[Stated exercise]:
Could you convert the lines below into a JSON list of strings, one string per line, with blank lines left out?

Begin Supplied material

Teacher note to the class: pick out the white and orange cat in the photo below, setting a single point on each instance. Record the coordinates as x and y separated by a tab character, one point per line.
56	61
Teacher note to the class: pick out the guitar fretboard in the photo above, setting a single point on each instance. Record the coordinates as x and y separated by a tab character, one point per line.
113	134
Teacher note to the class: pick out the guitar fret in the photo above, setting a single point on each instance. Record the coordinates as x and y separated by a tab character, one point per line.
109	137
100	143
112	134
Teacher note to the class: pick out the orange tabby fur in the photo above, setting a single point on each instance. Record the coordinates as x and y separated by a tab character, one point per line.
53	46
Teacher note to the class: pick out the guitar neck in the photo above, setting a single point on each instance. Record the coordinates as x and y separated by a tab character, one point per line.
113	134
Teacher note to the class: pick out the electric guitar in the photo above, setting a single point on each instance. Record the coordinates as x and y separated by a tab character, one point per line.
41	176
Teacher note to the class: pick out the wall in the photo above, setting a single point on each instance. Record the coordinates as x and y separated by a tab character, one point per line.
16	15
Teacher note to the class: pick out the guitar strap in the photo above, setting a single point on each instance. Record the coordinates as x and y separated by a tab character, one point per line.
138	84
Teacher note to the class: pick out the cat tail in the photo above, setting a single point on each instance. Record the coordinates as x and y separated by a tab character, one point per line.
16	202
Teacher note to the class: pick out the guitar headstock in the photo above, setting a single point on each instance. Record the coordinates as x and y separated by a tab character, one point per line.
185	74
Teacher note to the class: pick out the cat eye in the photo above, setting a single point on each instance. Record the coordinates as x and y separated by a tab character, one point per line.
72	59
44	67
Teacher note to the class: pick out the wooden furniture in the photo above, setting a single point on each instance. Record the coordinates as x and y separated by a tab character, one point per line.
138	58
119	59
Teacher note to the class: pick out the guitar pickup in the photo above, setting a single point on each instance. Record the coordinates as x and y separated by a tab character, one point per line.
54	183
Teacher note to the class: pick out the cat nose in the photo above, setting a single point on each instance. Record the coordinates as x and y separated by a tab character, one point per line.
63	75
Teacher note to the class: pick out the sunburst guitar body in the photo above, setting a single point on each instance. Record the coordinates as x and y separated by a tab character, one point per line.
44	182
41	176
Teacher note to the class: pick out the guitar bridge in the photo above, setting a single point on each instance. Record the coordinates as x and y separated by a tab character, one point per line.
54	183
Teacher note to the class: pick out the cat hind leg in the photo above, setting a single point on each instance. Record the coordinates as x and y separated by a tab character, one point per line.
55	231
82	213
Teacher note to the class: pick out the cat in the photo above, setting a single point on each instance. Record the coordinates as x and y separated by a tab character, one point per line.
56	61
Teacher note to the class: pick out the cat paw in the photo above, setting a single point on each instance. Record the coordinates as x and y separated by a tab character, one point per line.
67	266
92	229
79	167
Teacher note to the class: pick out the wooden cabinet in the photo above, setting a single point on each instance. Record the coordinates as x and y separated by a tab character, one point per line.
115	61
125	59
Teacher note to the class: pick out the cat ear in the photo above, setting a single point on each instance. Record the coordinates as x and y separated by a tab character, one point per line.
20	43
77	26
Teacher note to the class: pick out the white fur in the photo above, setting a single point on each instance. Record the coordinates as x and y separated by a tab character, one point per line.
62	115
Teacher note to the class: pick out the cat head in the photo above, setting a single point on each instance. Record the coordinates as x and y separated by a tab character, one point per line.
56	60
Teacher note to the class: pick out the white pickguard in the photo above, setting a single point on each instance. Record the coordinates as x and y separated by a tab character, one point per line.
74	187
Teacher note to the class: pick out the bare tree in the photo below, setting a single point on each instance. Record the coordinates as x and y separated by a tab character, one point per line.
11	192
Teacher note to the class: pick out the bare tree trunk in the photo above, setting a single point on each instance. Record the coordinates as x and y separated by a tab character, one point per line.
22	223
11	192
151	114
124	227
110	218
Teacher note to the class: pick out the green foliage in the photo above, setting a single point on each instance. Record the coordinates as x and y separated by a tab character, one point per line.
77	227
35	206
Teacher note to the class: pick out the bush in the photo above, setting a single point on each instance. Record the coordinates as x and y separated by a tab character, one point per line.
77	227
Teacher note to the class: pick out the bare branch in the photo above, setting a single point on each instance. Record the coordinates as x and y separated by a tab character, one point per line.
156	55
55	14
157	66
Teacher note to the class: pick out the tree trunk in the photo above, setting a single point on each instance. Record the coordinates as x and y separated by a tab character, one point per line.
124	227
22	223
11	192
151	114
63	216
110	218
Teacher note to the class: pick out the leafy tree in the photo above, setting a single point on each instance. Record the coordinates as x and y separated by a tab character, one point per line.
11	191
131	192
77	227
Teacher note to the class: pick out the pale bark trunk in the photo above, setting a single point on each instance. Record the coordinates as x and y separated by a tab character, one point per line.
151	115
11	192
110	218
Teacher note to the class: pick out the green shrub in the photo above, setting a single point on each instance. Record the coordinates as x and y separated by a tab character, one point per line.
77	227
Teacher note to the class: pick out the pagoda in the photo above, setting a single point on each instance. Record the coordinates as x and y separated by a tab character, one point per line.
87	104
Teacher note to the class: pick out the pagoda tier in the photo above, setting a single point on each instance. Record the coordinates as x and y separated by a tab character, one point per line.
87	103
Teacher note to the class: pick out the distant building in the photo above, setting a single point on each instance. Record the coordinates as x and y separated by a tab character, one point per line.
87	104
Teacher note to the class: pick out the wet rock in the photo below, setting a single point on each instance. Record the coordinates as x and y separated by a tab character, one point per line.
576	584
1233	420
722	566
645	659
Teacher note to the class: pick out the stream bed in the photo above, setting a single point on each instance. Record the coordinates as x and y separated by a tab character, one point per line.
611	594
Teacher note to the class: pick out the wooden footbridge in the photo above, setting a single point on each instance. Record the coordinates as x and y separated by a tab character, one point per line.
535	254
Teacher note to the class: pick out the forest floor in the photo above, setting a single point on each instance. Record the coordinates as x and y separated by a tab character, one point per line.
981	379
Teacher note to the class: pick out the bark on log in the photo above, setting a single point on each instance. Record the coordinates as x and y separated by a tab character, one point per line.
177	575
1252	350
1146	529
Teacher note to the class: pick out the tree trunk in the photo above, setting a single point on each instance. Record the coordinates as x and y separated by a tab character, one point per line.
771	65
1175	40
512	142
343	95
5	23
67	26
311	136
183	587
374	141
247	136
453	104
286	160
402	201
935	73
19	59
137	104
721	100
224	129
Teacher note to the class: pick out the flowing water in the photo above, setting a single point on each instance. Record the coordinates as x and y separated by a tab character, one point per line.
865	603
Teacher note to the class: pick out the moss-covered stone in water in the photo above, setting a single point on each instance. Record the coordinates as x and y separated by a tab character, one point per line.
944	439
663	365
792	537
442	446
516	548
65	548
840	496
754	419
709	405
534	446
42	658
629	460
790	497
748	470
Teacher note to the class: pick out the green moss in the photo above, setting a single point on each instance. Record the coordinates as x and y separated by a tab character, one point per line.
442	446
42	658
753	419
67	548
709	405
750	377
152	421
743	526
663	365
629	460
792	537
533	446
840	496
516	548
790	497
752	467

End Supplied material

[Problem solution]:
[
  "Teacher note to the class: pick out the white and orange cat in the photo below, setting a single point on each instance. Record the coordinates as x and y separated by a tab character, one point per line.",
  "56\t61",
  "Teacher note to the class: pick out the guitar fretboard in the photo above, setting a single point on each instance. Record the coordinates as x and y separated by a tab character, one point per line.",
  "113\t134",
  "Teacher note to the class: pick out the guitar fret in the photo above, setting a single point on each instance. Record the coordinates as x and y separated by a tab character, one point per line.",
  "109\t137",
  "100\t143",
  "112\t134",
  "Teacher note to the class: pick out the orange tabby fur in the photo above, setting a single point on each instance. Record the coordinates as x and y separated by a tab character, one point per line.",
  "53\t46",
  "Teacher note to the class: pick out the guitar neck in the photo above, setting a single point on each instance. Record the coordinates as x and y separated by a tab character, one point per line.",
  "113\t134",
  "Teacher note to the class: pick out the electric guitar in the photo above, setting a single point on each instance. Record the coordinates as x and y separated by a tab character, one point per line.",
  "41\t176",
  "Teacher note to the class: pick out the wall in the photo above, setting a single point on each instance. Record the coordinates as x and y separated by a tab character, one point per line.",
  "16\t15",
  "Teacher note to the class: pick out the guitar strap in the photo above, setting a single point on each instance. Record the coordinates as x and y separated by a tab character, one point per line.",
  "138\t84",
  "Teacher note to the class: pick out the cat tail in the photo above, setting a single point on each instance. Record the coordinates as x and y separated by a tab character, one point per line.",
  "16\t202",
  "Teacher note to the class: pick out the guitar headstock in the photo above, setting a single point on each instance. Record the coordinates as x and y separated by a tab character, one point per line.",
  "185\t74",
  "Teacher note to the class: pick out the cat eye in the photo above, setting a single point on each instance. Record the coordinates as x and y separated by a tab character, one point per line.",
  "72\t59",
  "44\t67",
  "Teacher note to the class: pick out the wooden furniture in the photo above, setting a single point on each instance. Record the coordinates as x and y separated by a tab character, one point per line.",
  "138\t58",
  "119\t59",
  "Teacher note to the class: pick out the guitar pickup in the photo above, setting a single point on each instance. Record the coordinates as x and y separated by a tab character, one point per line.",
  "54\t183",
  "Teacher note to the class: pick out the cat nose in the photo above, setting a single point on each instance. Record the coordinates as x and y separated by a tab character, one point per line.",
  "63\t75",
  "Teacher note to the class: pick out the sunburst guitar body in the photo above, setting a single point on each instance. Record the coordinates as x and y separated by a tab character, one point per line.",
  "44\t182",
  "41\t176",
  "Teacher note to the class: pick out the guitar bridge in the photo above, setting a single point on each instance. Record the coordinates as x and y separated by a tab character, one point per line.",
  "54\t183",
  "Teacher note to the class: pick out the cat hind leg in the photo above, setting a single point on each instance. Record the coordinates as x and y separated by a tab character, one point per line.",
  "55\t231",
  "82\t213",
  "Teacher note to the class: pick out the cat in the photo above, setting a single point on each instance. Record the coordinates as x and y separated by a tab character, one point per line.",
  "56\t61",
  "Teacher note to the class: pick out the cat paw in the photo above, setting a single point on each instance. Record the coordinates as x and y separated by a tab character, one point per line.",
  "67\t266",
  "92\t229",
  "79\t167",
  "Teacher note to the class: pick out the wooden cabinet in the photo above, setting a single point on each instance. Record the coordinates as x and y separated by a tab character, one point per line.",
  "115\t61",
  "125\t59",
  "Teacher note to the class: pick out the cat ear in the photo above, setting a single point on each instance. Record the coordinates as x and y separated by a tab character, one point per line.",
  "20\t43",
  "77\t26",
  "Teacher note to the class: pick out the white fur in the photo above, setting a single point on each instance. Record the coordinates as x and y separated by a tab character, one point per line.",
  "62\t115",
  "Teacher note to the class: pick out the cat head in the photo above, setting a single point on each instance. Record the coordinates as x and y separated by a tab character, one point per line.",
  "56\t60",
  "Teacher note to the class: pick out the white pickguard in the photo above, setting a single point on each instance. Record the coordinates as x and y separated by a tab character, one point per line.",
  "74\t187",
  "Teacher note to the class: pick out the bare tree in the photo below, setting a single point on each instance. Record the coordinates as x and y separated by a tab character, one point per line.",
  "11\t192",
  "Teacher note to the class: pick out the bare tree trunk in the photo above, setting a single point on each instance. Record the coordinates as x and y separated by a tab character, one point per line.",
  "22\t223",
  "11\t192",
  "151\t114",
  "124\t227",
  "110\t218",
  "Teacher note to the class: pick out the green foliage in the photo above, setting a single point on each instance. Record the coordinates as x and y separated by a tab character, one point per line.",
  "77\t227",
  "35\t206",
  "Teacher note to the class: pick out the bush in the photo above, setting a single point on each instance. Record the coordinates as x and y separated by a tab character, one point per line.",
  "77\t227",
  "Teacher note to the class: pick out the bare branch in the photo above, setting a single point on each instance. Record the coordinates as x and y separated by a tab character, one point per line.",
  "156\t55",
  "55\t14",
  "157\t66",
  "Teacher note to the class: pick out the tree trunk in the photo above, setting a single point on each instance. Record the coordinates as x and y separated by a tab character, one point per line.",
  "124\t227",
  "22\t223",
  "11\t192",
  "151\t114",
  "63\t216",
  "110\t218",
  "Teacher note to the class: pick out the leafy tree in the photo above, setting a single point on each instance. Record the coordinates as x and y separated by a tab character, one point per line.",
  "11\t191",
  "131\t192",
  "77\t227",
  "Teacher note to the class: pick out the pale bark trunk in the photo above, setting a single point on each instance. Record the coordinates as x and y separated by a tab character, one point per line.",
  "151\t115",
  "11\t192",
  "110\t218",
  "Teacher note to the class: pick out the green shrub in the photo above, setting a single point on each instance. Record the coordinates as x and y separated by a tab character, one point per line.",
  "77\t227",
  "Teacher note to the class: pick out the pagoda in the photo above, setting a single point on each instance. Record the coordinates as x and y separated by a tab character, one point per line.",
  "87\t104",
  "Teacher note to the class: pick out the pagoda tier in the photo above, setting a single point on each instance. Record the coordinates as x and y separated by a tab character, one point per line.",
  "87\t103",
  "Teacher note to the class: pick out the distant building in the photo above, setting a single point on each instance. Record the coordinates as x and y separated by a tab character, one point per line.",
  "87\t104",
  "Teacher note to the class: pick out the wet rock in the photo below, setting a single point on each instance. Record the coordinates as x and y separated by a tab character, one point per line.",
  "576\t584",
  "1233\t420",
  "722\t566",
  "645\t659",
  "Teacher note to the class: pick out the stream bed in the photo above, setting a single point on each instance. Record the coordinates as x and y separated by a tab character, one point per line.",
  "611\t594",
  "Teacher note to the class: pick out the wooden footbridge in the photo above, setting a single point on each instance. Record the coordinates as x and y separated by a tab character, one point per line.",
  "535\t254",
  "Teacher note to the class: pick out the forest floor in the photo above, setting a single point on each instance. Record the coordinates as x and y separated by a tab character, one point per line.",
  "981\t379",
  "Teacher note to the class: pick out the bark on log in the photo above, setting a single point on each instance. Record the coordinates as x and y separated by a tab character, one point per line.",
  "177\t575",
  "1252\t350",
  "1146\t529",
  "Teacher note to the class: pick out the tree trunk in the photo above, setting a single point on each instance. Record the coordinates as x and y separated by a tab character, one point per line.",
  "771\t65",
  "1175\t40",
  "512\t142",
  "343\t95",
  "5\t23",
  "67\t26",
  "311\t136",
  "183\t587",
  "374\t141",
  "247\t136",
  "453\t104",
  "286\t160",
  "402\t201",
  "935\t73",
  "19\t59",
  "137\t104",
  "721\t100",
  "224\t129",
  "Teacher note to the class: pick out the flowing water in the photo above, setting a single point on each instance. Record the coordinates as x and y separated by a tab character, one point per line.",
  "865\t603",
  "Teacher note to the class: pick out the moss-covered stone in water in the photo above, setting a single point on each instance. Record the coordinates as x and y separated by a tab character, one point per line.",
  "944\t439",
  "663\t365",
  "792\t537",
  "442\t446",
  "516\t548",
  "65\t548",
  "840\t496",
  "754\t419",
  "709\t405",
  "534\t446",
  "42\t658",
  "629\t460",
  "790\t497",
  "748\t470",
  "Teacher note to the class: pick out the green moss in the photo above, setting a single point on each instance. Record the coordinates as x and y separated by a tab character, one point per line.",
  "442\t446",
  "42\t658",
  "753\t419",
  "67\t548",
  "709\t405",
  "750\t377",
  "152\t421",
  "743\t526",
  "663\t365",
  "629\t460",
  "792\t537",
  "533\t446",
  "840\t496",
  "516\t548",
  "790\t497",
  "752\t467"
]